#### 元の文書:

----

<企業同士の守秘ルール「秘密保持契約(NDA)とは?【1】> 「秘密保持契約書(NDA)」とは?締結前に知っておきたい「秘密保持契約(NDA)」の概要について

どの企業にも「秘密」が存在します。顧客情報や技術情報など、競争力を維持するための「秘密」を「営業秘密」といいますが、どんなに頑丈なセキュリティで保護・管理しても、企業間ビジネスでの契約により、取引先に知られてしまうこともあります。取引上やむを得ない事とはいえ、その秘密を、取引先から拡散されるようなことがあっては困ります。契約書などで良く目にする機会のある「秘密保持契約」とは、これらの営業秘密を管理するために締結する契約を指すものです。異業種との取引や、企業の垣根を超えた取引などが増える傾向にある昨今では「秘密保持契約」は非常に重要な役割を担います。契約締結時に不利な状況とならないために、「秘密保持契約」の目的や概要、締結前の注意点などを見てみましょう。

 

秘密保持契約(NDA)とは?

----

#### 提供項目:
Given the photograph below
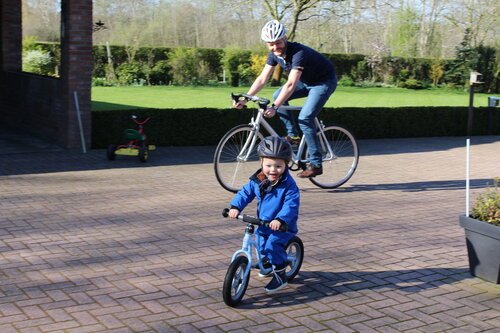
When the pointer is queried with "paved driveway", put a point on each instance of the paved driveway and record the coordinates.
(88, 245)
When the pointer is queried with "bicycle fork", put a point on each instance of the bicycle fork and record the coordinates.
(323, 141)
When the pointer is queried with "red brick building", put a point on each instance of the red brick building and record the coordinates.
(44, 106)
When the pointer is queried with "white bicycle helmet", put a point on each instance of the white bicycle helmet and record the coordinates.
(272, 31)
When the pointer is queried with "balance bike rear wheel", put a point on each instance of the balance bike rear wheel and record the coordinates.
(110, 152)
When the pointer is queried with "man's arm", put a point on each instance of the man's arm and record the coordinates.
(257, 85)
(288, 87)
(285, 93)
(261, 80)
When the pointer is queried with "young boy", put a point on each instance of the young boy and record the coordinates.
(278, 201)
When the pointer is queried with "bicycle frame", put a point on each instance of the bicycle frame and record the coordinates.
(259, 120)
(250, 244)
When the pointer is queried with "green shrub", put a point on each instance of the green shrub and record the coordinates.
(346, 81)
(130, 72)
(236, 62)
(487, 206)
(160, 73)
(38, 62)
(412, 84)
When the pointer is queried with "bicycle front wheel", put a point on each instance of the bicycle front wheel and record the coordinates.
(236, 158)
(235, 282)
(340, 157)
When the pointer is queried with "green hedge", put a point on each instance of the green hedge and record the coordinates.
(198, 127)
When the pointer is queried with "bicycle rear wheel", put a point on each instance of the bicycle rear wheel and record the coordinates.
(340, 157)
(231, 165)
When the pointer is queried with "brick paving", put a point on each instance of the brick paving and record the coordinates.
(88, 245)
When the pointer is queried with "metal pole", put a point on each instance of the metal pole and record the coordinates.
(467, 181)
(471, 110)
(79, 118)
(469, 133)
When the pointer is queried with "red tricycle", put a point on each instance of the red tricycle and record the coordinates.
(136, 144)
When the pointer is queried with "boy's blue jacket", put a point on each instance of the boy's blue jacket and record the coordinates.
(281, 202)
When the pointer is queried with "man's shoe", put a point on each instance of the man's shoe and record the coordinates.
(293, 140)
(311, 171)
(267, 268)
(278, 282)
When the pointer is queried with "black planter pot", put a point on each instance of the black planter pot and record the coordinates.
(483, 248)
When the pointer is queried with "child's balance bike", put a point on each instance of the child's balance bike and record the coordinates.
(136, 144)
(238, 273)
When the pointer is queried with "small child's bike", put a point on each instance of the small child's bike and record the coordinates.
(135, 145)
(238, 273)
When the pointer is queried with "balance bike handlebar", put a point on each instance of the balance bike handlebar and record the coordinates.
(254, 220)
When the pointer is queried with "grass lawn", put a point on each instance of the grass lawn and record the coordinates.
(119, 98)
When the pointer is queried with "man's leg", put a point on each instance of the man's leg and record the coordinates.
(286, 116)
(318, 96)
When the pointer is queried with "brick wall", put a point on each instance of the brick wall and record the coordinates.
(44, 106)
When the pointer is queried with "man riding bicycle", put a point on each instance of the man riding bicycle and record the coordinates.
(310, 75)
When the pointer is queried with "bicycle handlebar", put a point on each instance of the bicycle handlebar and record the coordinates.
(263, 102)
(254, 220)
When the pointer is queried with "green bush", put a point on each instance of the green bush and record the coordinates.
(346, 81)
(38, 62)
(130, 73)
(487, 206)
(237, 62)
(412, 84)
(160, 73)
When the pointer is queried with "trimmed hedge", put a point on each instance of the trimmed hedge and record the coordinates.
(200, 127)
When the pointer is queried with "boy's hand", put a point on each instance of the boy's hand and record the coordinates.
(233, 213)
(275, 225)
(270, 112)
(239, 104)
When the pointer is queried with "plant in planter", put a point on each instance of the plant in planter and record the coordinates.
(482, 233)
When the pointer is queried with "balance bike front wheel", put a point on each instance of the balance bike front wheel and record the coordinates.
(235, 282)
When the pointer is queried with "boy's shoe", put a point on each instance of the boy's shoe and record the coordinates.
(278, 282)
(311, 171)
(267, 268)
(293, 140)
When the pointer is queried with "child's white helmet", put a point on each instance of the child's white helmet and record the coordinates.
(272, 31)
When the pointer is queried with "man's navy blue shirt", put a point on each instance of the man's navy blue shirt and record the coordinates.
(315, 67)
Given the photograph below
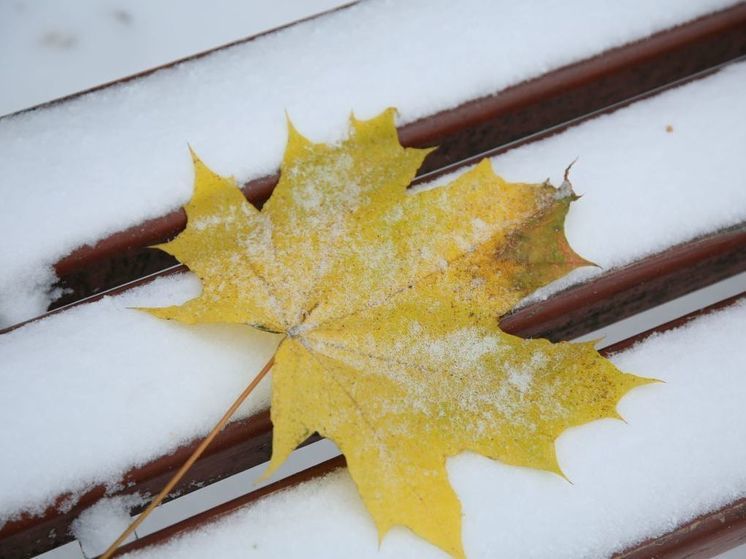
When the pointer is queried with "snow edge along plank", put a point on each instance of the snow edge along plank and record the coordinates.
(570, 313)
(464, 131)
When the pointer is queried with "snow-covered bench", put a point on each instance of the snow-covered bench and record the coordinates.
(125, 391)
(109, 169)
(668, 483)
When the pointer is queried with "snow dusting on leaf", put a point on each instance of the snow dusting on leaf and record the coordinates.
(389, 300)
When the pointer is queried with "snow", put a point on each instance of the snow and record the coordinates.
(94, 361)
(71, 383)
(679, 454)
(50, 49)
(101, 524)
(644, 188)
(79, 171)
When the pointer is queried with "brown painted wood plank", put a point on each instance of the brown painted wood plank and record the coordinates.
(573, 312)
(464, 131)
(701, 538)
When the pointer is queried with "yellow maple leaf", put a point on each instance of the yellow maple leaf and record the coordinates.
(389, 300)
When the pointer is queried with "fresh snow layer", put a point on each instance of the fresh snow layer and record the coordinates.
(89, 393)
(101, 524)
(85, 367)
(49, 48)
(680, 454)
(79, 171)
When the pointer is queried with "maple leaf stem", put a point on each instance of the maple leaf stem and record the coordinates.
(190, 461)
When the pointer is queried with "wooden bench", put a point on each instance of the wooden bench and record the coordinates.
(522, 114)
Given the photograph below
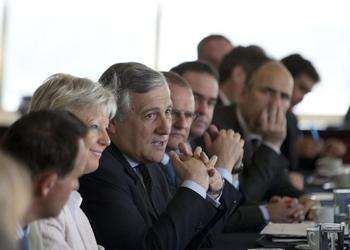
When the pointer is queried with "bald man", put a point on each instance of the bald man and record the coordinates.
(260, 117)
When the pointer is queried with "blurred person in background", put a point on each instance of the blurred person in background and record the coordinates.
(213, 48)
(95, 106)
(15, 197)
(51, 145)
(250, 216)
(233, 71)
(138, 211)
(259, 117)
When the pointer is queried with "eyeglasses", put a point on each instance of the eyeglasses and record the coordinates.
(187, 114)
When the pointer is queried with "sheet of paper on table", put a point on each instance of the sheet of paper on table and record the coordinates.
(285, 230)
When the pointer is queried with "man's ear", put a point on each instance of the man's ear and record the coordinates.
(45, 182)
(238, 74)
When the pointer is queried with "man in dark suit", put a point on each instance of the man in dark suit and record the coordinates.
(234, 69)
(203, 81)
(127, 199)
(260, 116)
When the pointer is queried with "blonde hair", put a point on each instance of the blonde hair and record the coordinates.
(15, 193)
(63, 91)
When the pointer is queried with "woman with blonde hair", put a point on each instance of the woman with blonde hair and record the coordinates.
(15, 195)
(95, 106)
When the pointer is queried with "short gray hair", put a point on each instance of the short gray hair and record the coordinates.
(63, 91)
(128, 77)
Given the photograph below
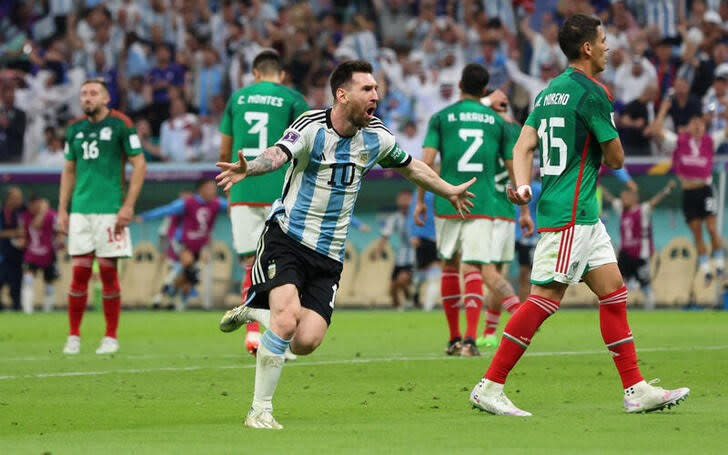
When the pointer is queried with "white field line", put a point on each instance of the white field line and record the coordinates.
(336, 362)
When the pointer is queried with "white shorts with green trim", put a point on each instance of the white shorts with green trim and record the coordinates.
(94, 233)
(247, 222)
(566, 256)
(478, 240)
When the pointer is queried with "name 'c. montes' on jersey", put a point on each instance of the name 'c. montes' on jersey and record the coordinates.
(256, 116)
(570, 155)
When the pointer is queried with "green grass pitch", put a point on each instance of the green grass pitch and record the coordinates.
(380, 383)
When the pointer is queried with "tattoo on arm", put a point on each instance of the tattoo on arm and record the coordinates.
(268, 161)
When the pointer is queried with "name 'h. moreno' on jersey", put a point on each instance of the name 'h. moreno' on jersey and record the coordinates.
(323, 181)
(100, 151)
(470, 138)
(256, 116)
(572, 116)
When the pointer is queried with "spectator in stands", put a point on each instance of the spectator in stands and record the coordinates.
(209, 80)
(12, 125)
(164, 75)
(631, 79)
(51, 153)
(684, 105)
(397, 225)
(715, 103)
(11, 256)
(633, 121)
(180, 136)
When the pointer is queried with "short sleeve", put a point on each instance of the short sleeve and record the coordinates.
(226, 122)
(598, 114)
(394, 157)
(132, 143)
(432, 137)
(298, 137)
(67, 150)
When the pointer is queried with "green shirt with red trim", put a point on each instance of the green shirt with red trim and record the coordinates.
(572, 116)
(100, 150)
(470, 139)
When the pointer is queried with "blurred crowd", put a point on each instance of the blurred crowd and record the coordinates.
(171, 64)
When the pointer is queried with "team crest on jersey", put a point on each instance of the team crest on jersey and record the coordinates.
(291, 136)
(105, 134)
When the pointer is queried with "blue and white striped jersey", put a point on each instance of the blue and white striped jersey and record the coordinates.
(324, 179)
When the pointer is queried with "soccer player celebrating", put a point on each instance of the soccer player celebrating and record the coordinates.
(197, 214)
(98, 146)
(299, 256)
(572, 125)
(471, 139)
(256, 116)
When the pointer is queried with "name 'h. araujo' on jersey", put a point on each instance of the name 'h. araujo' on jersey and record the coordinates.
(324, 179)
(572, 116)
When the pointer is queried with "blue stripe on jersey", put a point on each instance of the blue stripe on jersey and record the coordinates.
(336, 198)
(297, 217)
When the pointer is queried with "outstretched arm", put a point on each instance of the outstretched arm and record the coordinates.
(231, 173)
(423, 176)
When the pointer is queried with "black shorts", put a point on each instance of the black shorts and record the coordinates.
(699, 203)
(281, 260)
(632, 267)
(50, 273)
(401, 268)
(425, 254)
(525, 253)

----

#### 短い課題 1:
秘密保持契約の文書から、「どの企業にも「秘密」が存在し」で始まり「注意点などを見てみましょう。」で終わる部分を一字一句変えずに書き出してください。
#### 短い課題 2:
秘密保持契約の文書を、最後の見出しの後から書き継いでください。

#### 解答例 1:
どの企業にも「秘密」が存在します。顧客情報や技術情報など、競争力を維持するための「秘密」を「営業秘密」といいますが、どんなに頑丈なセキュリティで保護・管理しても、企業間ビジネスでの契約により、取引先に知られてしまうこともあります。取引上やむを得ない事とはいえ、その秘密を、取引先から拡散されるようなことがあっては困ります。契約書などで良く目にする機会のある「秘密保持契約」とは、これらの営業秘密を管理するために締結する契約を指すものです。異業種との取引や、企業の垣根を超えた取引などが増える傾向にある昨今では「秘密保持契約」は非常に重要な役割を担います。契約締結時に不利な状況とならないために、「秘密保持契約」の目的や概要、締結前の注意点などを見てみましょう。

#### 解答例 2:
秘密保持契約とは、「人の間で締結する営業秘密や個人情報など、業務に関して知った秘密を第三者に開示しない」とする契約を指します。英語では「Non Disposer Agreement」で、ビジネス上では略称の「NDA」として表記されています。別名として「機密保持契約」「守秘義務契約」とも言い、秘密保持契約を交わす場合は、秘密保持契約書を作成します。「業務で秘密を第三者開示しない」となっていますが、その詳細は下記のようになります。

・秘密保持契約での「秘密」…すでに公開済のものや、独自ないし別ソースから入手されたものは除外となるケースがある
・秘密保持契約での「第三者」…取引に関係する企業、弁護士、公認会計士などは除外となるケースがある
・秘密保持契約での「開示」…行政や官公庁、裁判所が要求する場合、その他法律上の開示義務がある場合は除外となるケースがある

 

秘密保持契約が必要である2つの理由

秘密保持契約は、どうしてわざわざ「契約」として交わす必要があるのでしょうか?大きな理由としては、「情報漏洩リスクを軽減するため」なのですが、被るリスクには主に2つの理由があります。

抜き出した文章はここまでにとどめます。